**Your goal**
A complete and exact copy of the entries below is the expected result.

*** Block opens ***

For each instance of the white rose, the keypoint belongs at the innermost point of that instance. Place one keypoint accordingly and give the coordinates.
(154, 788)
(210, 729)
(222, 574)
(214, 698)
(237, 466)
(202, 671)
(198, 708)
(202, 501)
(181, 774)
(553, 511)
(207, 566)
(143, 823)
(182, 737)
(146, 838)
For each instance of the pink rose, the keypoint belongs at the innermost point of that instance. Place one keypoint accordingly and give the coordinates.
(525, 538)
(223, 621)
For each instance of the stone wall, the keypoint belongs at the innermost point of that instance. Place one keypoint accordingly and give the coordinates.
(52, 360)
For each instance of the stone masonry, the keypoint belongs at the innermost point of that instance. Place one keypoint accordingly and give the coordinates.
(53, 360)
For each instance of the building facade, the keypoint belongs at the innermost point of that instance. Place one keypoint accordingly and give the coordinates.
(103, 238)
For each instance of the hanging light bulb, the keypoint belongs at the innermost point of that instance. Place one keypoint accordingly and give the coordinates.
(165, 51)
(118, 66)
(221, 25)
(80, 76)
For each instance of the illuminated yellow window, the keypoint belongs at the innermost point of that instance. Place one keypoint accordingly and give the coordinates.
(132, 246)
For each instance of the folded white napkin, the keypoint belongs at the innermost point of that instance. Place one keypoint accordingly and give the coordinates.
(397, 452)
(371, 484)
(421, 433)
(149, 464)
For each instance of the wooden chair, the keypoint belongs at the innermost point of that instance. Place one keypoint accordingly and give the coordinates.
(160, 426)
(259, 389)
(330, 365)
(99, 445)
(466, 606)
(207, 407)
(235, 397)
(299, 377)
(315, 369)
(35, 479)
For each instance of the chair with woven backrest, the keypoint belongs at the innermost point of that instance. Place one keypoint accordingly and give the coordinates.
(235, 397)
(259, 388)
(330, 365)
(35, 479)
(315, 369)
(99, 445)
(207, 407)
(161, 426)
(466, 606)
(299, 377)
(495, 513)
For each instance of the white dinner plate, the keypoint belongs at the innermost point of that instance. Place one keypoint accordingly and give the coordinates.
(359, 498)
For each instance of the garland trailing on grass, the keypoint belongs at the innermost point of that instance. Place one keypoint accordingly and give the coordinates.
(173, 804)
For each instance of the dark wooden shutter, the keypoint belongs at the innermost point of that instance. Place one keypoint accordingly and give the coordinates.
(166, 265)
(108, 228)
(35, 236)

*** Block closes ***

**Response to the exercise**
For each instance of the white rose, the keypoint belongs at the innermost point of that instance. Place one keypoint accordingly and give the coordinates.
(154, 788)
(210, 729)
(222, 574)
(214, 698)
(237, 466)
(202, 671)
(198, 708)
(202, 501)
(181, 774)
(553, 511)
(207, 566)
(143, 823)
(182, 737)
(146, 838)
For each instance of the pink rose, the keypoint belongs at the innermost point of that instance. Place one keypoint accordingly and give the coordinates.
(525, 538)
(223, 621)
For each instance of the stone wall, the keypoint belongs at the innermost point of that instance. Place one keypoint accordingly and give the coordinates.
(52, 360)
For each instance of the stone masonry, the keypoint belongs at the innermost point of that instance. Place one keypoint accordingly and give the coordinates.
(53, 360)
For each instance of the building facade, the keypoint belongs at the innermost point of that instance. Place one keypoint accordingly and give the coordinates.
(103, 238)
For each instance of the hanging light bulb, the keypoint belongs at the innermost point of that instance. Place one keypoint accordingly and give the coordinates.
(165, 51)
(118, 66)
(221, 25)
(80, 76)
For each instance of the illuminated yellow window, the keypoint belongs at the innermost point of that instance. Place one keypoint accordingly and give the coordinates.
(132, 246)
For each instance of the folded white napkin, the keypoint belongs at the innermost point of that instance. Place one keypoint accordingly and give the coordinates.
(397, 452)
(371, 484)
(421, 433)
(149, 464)
For each instance of the wooden chair, the keypoint belongs at the innermost point of that instance. Place one keypoint accordingly and give the coordinates.
(160, 426)
(259, 389)
(330, 365)
(99, 445)
(466, 606)
(207, 407)
(235, 397)
(299, 377)
(315, 369)
(35, 479)
For each instance of the chair with woven backrest, the keypoint belongs at the innermost point of that instance. Place one keypoint accordingly and give the coordinates.
(235, 397)
(259, 388)
(330, 365)
(35, 479)
(315, 369)
(99, 445)
(207, 407)
(161, 426)
(466, 606)
(299, 377)
(495, 513)
For each instance of the white dinner plate, the keypoint belongs at the innermost point of that instance. Place one keypoint accordingly and give the coordinates.
(359, 498)
For each instance of the garland trailing on grass, the keypoint belongs at the innermost point of that instance. Place one keypoint accordingly and give the coordinates.
(173, 804)
For each instance of the dark wooden shutter, the keypoint belongs at the innermost point of that instance. Place one keypoint accordingly and give the coordinates.
(166, 265)
(108, 228)
(35, 236)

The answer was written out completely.